*Instructions for the task:*
Filter the records below down to the lines that contain the string "walking", and copy each such line. Matching is case-sensitive.

*Data shown:*
— START —

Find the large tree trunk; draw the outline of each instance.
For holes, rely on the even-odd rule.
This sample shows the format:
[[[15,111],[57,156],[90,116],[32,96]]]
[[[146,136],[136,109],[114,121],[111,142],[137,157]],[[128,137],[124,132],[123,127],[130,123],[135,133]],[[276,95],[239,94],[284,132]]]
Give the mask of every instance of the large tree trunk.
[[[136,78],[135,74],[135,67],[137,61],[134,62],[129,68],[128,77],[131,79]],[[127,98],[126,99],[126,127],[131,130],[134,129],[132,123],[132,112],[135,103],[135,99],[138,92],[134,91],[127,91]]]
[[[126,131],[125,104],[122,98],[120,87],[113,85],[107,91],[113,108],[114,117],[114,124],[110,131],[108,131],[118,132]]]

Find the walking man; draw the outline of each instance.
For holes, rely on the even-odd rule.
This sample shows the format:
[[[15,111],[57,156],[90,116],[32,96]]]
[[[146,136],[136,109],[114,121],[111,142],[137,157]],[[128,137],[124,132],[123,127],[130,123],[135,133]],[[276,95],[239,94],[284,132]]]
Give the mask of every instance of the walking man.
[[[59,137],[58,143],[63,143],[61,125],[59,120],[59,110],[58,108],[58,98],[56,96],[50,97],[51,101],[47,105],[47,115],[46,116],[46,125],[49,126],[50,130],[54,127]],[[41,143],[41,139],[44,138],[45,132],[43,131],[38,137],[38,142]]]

— END —
— START —

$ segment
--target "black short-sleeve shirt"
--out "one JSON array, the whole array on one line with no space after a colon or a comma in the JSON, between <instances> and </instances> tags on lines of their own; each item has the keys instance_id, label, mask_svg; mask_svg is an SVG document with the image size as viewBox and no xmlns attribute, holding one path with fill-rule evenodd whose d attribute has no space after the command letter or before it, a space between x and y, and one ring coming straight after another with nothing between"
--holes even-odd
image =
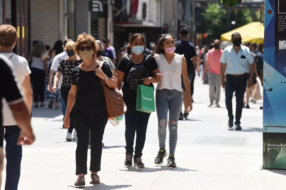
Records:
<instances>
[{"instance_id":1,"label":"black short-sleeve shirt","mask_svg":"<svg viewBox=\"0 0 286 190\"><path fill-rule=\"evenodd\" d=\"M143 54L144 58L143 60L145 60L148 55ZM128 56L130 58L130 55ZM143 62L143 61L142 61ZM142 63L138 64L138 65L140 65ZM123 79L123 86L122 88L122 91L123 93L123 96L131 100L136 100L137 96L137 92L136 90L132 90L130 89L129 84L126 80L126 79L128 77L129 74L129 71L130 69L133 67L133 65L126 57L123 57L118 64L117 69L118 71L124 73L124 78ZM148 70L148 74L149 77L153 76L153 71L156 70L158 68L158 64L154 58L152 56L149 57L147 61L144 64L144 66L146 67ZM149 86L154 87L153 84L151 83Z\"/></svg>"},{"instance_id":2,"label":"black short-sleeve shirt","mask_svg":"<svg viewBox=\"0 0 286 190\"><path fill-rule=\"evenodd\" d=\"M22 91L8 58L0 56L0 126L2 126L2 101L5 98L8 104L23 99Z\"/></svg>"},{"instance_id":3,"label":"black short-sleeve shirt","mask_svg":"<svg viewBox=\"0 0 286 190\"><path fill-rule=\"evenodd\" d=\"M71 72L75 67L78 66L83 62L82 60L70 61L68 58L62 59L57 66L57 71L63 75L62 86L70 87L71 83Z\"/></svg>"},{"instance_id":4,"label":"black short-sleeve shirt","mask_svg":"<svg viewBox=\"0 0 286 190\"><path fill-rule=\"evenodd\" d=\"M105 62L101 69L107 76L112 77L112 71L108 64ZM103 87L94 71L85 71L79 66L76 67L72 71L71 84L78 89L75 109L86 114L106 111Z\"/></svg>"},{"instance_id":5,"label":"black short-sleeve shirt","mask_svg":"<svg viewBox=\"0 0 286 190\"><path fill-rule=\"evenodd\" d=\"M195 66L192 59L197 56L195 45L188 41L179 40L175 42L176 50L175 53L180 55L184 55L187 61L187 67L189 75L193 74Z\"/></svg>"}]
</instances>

— END —
— START —

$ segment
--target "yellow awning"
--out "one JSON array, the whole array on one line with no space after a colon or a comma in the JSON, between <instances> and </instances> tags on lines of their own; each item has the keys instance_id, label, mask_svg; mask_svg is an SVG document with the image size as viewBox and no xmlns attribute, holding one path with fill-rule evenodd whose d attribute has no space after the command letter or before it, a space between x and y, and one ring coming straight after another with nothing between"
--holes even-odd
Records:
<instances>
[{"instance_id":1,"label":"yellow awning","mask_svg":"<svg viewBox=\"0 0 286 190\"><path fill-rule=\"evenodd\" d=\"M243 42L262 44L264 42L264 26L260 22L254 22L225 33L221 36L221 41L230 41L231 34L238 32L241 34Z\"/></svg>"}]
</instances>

— END —

*Correct answer:*
Find the walking man; draw the outline of each instance.
Give the mask of every instance of the walking man.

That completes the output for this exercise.